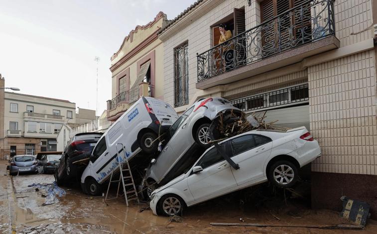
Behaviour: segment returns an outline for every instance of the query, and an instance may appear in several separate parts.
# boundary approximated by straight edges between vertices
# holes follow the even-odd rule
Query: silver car
[[[9,171],[11,175],[18,173],[37,172],[38,161],[33,155],[16,155],[10,160]]]
[[[145,198],[189,169],[210,146],[210,125],[223,112],[242,113],[226,99],[210,98],[197,102],[170,126],[168,142],[157,158],[152,159],[143,180]]]

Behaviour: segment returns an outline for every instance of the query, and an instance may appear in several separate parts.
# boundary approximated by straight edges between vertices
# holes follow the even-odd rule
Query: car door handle
[[[260,150],[263,150],[263,149],[264,149],[264,147],[262,147],[262,148],[259,148],[259,149],[258,149],[256,150],[255,150],[255,152],[259,152]]]
[[[221,164],[221,165],[220,165],[220,166],[219,166],[219,167],[218,167],[217,169],[221,169],[223,167],[225,167],[227,166],[227,165],[228,164],[227,164],[226,163],[224,163],[223,164]]]

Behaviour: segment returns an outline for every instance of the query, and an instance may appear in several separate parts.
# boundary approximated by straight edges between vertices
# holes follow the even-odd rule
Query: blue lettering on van
[[[136,116],[139,114],[139,111],[137,110],[137,108],[134,110],[133,111],[131,112],[129,115],[127,117],[128,118],[128,122],[130,122],[131,120],[133,119],[135,117],[136,117]]]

_ _ _ _ _

- EXERCISE OBJECTIVE
Please give every line of the items above as a JSON list of strings, one string per line, leaving out blank lines and the pictures.

- OUTPUT OF THE EXERCISE
[
  "Behaviour: segment returns an outline for every instance of the query, and an instance may appear in several separate parts.",
  "# boundary approximated by straight edges between vertices",
  "# holes follow the even-odd rule",
  "Query: silver car",
  "[[[9,171],[11,175],[18,173],[37,172],[38,161],[33,155],[16,155],[10,160]]]",
  "[[[145,198],[189,169],[210,146],[210,125],[223,112],[242,113],[226,99],[210,98],[197,102],[170,126],[168,142],[157,158],[152,159],[143,180]]]",
  "Behaviour: segment returns an outline for every instance of the query, and an instance may appear in several separate parts.",
  "# boundary approximated by straight edges between vertices",
  "# holes follow the even-odd rule",
  "Query: car door handle",
  "[[[260,150],[263,150],[263,149],[264,149],[264,147],[262,147],[262,148],[259,148],[259,149],[258,149],[256,150],[255,150],[255,152],[259,152]]]",
  "[[[221,164],[221,165],[220,165],[220,166],[219,166],[219,167],[218,167],[217,169],[221,169],[223,167],[225,167],[227,166],[227,165],[228,164],[227,164],[226,163],[224,163],[223,164]]]",
  "Behaviour: segment returns an outline for every instance of the query, and an instance may appear in several separate parts.",
  "# boundary approximated by straight edges between vertices",
  "# holes follow the even-odd rule",
  "Query: blue lettering on van",
  "[[[136,116],[139,114],[139,111],[137,110],[137,108],[134,110],[133,111],[131,112],[129,115],[127,117],[128,118],[128,122],[130,122],[131,120],[133,119],[135,117],[136,117]]]"
]